(WHAT TO DO):
[a] In the article on the Corporate Transparency Act, what is the filing deadline for companies formed or registered before January 1, 2024?
[b] Please pick up the article on the Corporate Transparency Act after its final sentence and carry it forward.

(EXTRACT PROVIDED):
The Corporate Transparency Act: What You Need to Know

The Corporate Transparency Act: What You Need to Know

October 15, 2024

Since the Corporate Transparency Act (“CTA” or the “Act”) took effect on January 1, 2024, business owners, associations, and professional advisors have raised questions, frustrations, and filed a flurry of lawsuits seeking to block its enforcement.

As we enter the fourth quarter of 2024, businesses face the reality of having to comply with the Act’s filing requirements by year-end, or risk significant civil and/or criminal penalties.

What is the CTA?

In short, the CTA is a piece of federal legislation enacted on January 1, 2021. The Act was created to provide law enforcement with a database of beneficial ownership information to prevent money laundering and other illicit activity. The Act requires that certain companies report specific identifiable information for every individual who is deemed to be a “beneficial owner” of the company. “Beneficial owners” are individuals who own at least twenty-five percent (25%) of the company, or who exercise “substantial control” over said company.

The Act requires all non-exempt companies to file a Beneficial Ownership Information Report (“BOIR” or “BOI Report”), which discloses certain information about each beneficial owner. Such required information includes the beneficial owner’s name, date of birth, residential address, and information from (including an image of) a government-issued identification document.

Companies formed or registered before January 1, 2024, are required to file the BOIR by December 31, 2024. Failing to file may result in civil penalties, including fines of more than $500 per day. A deeper examination of the CTA and its requirements can be found here.

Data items
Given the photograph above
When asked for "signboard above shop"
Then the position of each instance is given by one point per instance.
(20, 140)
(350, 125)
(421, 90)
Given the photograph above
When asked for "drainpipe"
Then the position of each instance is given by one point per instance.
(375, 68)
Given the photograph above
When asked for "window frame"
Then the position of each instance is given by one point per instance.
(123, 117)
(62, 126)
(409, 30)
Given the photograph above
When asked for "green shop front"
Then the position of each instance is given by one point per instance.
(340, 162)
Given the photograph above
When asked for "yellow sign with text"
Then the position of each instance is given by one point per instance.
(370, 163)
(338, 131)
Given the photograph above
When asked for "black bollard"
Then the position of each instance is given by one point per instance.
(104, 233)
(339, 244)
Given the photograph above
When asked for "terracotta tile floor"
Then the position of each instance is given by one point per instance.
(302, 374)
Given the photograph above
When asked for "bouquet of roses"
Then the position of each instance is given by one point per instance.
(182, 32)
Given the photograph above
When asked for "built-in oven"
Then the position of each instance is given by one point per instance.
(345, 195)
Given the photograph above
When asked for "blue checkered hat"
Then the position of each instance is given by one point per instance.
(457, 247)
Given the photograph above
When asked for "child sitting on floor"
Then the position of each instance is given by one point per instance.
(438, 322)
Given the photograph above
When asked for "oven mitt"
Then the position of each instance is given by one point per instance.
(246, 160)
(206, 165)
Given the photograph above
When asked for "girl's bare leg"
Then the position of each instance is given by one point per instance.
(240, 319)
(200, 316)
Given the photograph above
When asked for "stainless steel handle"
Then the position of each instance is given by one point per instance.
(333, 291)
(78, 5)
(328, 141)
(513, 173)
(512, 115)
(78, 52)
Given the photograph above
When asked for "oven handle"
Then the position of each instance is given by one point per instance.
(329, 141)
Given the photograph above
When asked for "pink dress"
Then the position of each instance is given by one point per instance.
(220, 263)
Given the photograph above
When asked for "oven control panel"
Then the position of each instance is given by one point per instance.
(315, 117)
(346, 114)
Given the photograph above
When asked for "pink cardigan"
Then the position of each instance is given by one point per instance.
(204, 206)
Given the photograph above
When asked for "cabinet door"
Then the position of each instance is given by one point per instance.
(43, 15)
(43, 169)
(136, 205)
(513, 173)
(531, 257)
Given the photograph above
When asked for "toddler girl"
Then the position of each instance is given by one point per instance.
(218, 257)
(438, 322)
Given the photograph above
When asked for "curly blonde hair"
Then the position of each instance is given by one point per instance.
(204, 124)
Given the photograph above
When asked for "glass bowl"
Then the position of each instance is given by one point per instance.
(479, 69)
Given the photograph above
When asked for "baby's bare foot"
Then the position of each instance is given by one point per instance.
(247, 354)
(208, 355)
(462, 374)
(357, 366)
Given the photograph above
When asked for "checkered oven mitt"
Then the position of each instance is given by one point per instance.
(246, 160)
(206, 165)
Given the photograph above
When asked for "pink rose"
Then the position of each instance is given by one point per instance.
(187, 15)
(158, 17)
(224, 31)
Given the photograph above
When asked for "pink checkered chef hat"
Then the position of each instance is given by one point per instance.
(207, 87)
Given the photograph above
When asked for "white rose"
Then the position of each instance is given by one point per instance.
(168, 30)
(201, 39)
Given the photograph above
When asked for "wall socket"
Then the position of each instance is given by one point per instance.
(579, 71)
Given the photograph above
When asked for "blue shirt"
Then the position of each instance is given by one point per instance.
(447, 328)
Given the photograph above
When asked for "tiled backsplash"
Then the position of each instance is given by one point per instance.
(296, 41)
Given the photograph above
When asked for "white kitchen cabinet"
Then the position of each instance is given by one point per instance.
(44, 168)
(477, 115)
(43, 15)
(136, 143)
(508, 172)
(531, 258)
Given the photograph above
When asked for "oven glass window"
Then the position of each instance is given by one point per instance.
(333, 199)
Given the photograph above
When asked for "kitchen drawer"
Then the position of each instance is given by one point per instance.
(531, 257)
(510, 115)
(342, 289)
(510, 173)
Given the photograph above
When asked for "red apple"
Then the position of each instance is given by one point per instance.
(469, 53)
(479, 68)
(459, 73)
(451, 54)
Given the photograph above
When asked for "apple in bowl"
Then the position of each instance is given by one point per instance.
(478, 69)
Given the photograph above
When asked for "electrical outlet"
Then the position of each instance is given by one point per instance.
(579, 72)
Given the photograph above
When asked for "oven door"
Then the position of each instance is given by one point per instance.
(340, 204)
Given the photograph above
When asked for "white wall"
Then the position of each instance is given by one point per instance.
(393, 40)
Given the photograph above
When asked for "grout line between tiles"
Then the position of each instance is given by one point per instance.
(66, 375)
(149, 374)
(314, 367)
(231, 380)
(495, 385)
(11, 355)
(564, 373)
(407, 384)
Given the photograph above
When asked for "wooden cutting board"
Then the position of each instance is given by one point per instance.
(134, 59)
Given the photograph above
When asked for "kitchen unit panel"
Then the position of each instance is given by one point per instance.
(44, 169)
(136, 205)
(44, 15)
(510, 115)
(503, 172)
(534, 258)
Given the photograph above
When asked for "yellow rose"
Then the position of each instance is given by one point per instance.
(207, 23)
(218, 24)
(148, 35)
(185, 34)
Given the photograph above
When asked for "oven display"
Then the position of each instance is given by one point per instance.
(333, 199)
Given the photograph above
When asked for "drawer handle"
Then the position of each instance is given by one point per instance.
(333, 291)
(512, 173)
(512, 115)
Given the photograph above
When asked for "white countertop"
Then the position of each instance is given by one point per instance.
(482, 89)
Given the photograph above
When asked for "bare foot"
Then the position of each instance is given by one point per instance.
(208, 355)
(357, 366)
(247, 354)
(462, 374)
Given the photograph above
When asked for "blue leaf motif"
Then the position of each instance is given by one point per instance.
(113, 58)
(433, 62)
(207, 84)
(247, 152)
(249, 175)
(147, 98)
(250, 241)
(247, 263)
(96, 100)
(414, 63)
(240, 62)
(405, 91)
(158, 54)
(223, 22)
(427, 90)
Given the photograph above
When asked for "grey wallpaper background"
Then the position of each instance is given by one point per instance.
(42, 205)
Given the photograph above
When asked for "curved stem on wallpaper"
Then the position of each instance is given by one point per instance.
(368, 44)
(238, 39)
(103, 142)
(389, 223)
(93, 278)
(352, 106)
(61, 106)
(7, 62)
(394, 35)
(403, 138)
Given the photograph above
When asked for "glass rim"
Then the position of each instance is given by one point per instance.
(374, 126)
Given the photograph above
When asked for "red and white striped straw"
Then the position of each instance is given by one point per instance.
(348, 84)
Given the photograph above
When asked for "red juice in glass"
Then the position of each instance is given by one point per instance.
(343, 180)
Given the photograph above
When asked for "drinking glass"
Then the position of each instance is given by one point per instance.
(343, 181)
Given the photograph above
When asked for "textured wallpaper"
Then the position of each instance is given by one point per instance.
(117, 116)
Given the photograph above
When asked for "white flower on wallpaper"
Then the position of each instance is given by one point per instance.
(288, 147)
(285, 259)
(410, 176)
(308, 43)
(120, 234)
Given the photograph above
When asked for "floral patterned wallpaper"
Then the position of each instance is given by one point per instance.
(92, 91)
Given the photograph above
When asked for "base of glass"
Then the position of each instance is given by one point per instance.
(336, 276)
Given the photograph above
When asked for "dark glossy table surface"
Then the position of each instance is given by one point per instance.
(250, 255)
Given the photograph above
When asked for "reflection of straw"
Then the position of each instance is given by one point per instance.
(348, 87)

(EXPECTED OUTPUTS):
[a] December 31, 2024.

[b]
Pushback from Businesses

Business owners and advocacy groups have pushed back against the CTA. They cite privacy concerns, constitutional arguments, and potential cybersecurity threats caused by storing sensitive personal information in a massive government database. Opponents also point to the unnecessary burden the Act can place on small business owners and argue that the law will not prevent illicit activity.

The backlash has led to multiple lawsuits in federal courts. Business owners and associations have brought suit in Alabama, Maine, Texas, Massachusetts, Michigan, and Ohio. As of today’s date, one such court ruled in the plaintiff’s favor. On March 1, 2024, the U.S. District Court for the Northern District of Alabama held in Nat’l Small Bus. United v. Yellen that Congress had exceeded its powers under the U.S. Constitution in its attempt to govern businesses formed under individual state law. The court ruling, however, applies only to the plaintiffs in that case. For the rest of the country, the CTA is still in effect.

What does that mean for business owners?

Though there may be a national repeal of the CTA in the future, it has not yet happened. As such, non-exempt businesses must file the BOI Report by December 31, 2024. Reports show that an estimated 30 million businesses are required to file by year-end, and only five percent (5%) have done so.

If you are among the ninety-five percent who are taking a “wait and see” approach, proceed with caution. Filing the BOIR can be a relatively straightforward process, depending on the number of beneficial owners within a company. In many cases, however, the process of determining who qualifies as a “beneficial owner” can require deeper analysis, and failing to report all beneficial owners may lead to issues with the Financial Crimes Enforcement Network (“FinCEN”) of the U.S. Department of Treasury, the federal agency that administers the CTA.

The bottom line is this: despite being shrouded in murky uncertainty, CTA compliance is currently required for non-exempt entities, and those who fail to report do so at their own peril.

Our team is here to answer any questions you have regarding the CTA. You can also learn more here.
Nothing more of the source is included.